WRITTEN EXERCISE A
Find every line of the records below that contains the word "mirror", and copy each one. Case counts.

TEDTalks is a daily video podcast of the best talks and performances from the TED Conference, where the world’s leading thinkers and doers give the talk of their lives in 18 minutes. Featured speakers have included Al Gore on climate change, Philippe Starck on design, Jill Bolte Taylor on observing her own stroke, Nicholas Negroponte on One Laptop per Child, Jane Goodall on chimpanzees, Bill Gates on malaria and mosquitoes, Pattie Maes on the “Sixth Sense” wearable tech, and “Lost” producer JJ Abrams on the allure of mystery. TED stands for Technology, Entertainment, Design, and TEDTalks cover these topics as well as science, business, development and the arts.

Comments

  1. #1 SimonG
    March 12, 2010

    Might this be what he’s on about?
    http://www.time.com/time/magazine/article/0,9171,1902751,00.html

    I usually eat fish once or twice a week, but it’s difficult to know what’s good and bad, environmentally. Mostly I eat farmed salmon and trout. I really like tuna, but there doesn’t seem to be a sustainable source at the moment.

WRITTEN EXERCISE B
According to the TEDTalks excerpt above, what does TED stand for?

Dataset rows
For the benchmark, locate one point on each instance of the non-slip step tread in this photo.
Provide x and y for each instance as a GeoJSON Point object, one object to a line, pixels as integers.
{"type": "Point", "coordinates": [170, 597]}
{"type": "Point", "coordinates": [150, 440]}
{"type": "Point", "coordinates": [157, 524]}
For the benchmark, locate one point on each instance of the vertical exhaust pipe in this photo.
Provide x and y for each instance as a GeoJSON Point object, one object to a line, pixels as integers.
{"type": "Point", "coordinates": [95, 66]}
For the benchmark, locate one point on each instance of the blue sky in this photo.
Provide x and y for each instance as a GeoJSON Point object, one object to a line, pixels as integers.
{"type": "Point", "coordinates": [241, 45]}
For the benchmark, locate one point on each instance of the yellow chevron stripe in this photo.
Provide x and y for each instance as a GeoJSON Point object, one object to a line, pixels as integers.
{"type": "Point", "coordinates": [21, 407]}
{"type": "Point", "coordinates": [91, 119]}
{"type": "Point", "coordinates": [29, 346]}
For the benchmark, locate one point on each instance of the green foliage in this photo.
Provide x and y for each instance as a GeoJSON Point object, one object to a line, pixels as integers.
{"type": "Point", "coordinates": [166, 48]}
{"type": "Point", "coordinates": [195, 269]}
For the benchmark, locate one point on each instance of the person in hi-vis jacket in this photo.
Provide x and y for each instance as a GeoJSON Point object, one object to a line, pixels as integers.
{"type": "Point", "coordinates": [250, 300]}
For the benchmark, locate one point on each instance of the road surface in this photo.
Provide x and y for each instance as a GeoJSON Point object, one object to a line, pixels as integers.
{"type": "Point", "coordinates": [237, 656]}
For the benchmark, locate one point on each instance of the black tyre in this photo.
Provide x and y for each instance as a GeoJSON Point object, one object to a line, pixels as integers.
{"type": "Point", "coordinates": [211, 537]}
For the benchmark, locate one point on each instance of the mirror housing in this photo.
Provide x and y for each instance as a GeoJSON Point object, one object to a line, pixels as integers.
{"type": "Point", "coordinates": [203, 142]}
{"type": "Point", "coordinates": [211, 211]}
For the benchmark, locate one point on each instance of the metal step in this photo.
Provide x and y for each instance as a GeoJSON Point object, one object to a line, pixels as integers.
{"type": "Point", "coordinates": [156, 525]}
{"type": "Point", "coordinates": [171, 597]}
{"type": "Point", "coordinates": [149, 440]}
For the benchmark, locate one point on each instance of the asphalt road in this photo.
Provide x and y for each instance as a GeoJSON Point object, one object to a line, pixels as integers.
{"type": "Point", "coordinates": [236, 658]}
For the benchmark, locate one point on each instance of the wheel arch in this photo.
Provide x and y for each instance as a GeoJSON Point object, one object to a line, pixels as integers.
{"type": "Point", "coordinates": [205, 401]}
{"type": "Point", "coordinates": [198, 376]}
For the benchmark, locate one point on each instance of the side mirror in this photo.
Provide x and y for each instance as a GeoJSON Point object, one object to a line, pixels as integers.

EXERCISE OUTPUT A
For the benchmark, locate one point on each instance of the mirror housing in this photo.
For the benchmark, locate one point on each instance of the side mirror in this photo.

EXERCISE OUTPUT B
Technology, Entertainment, Design.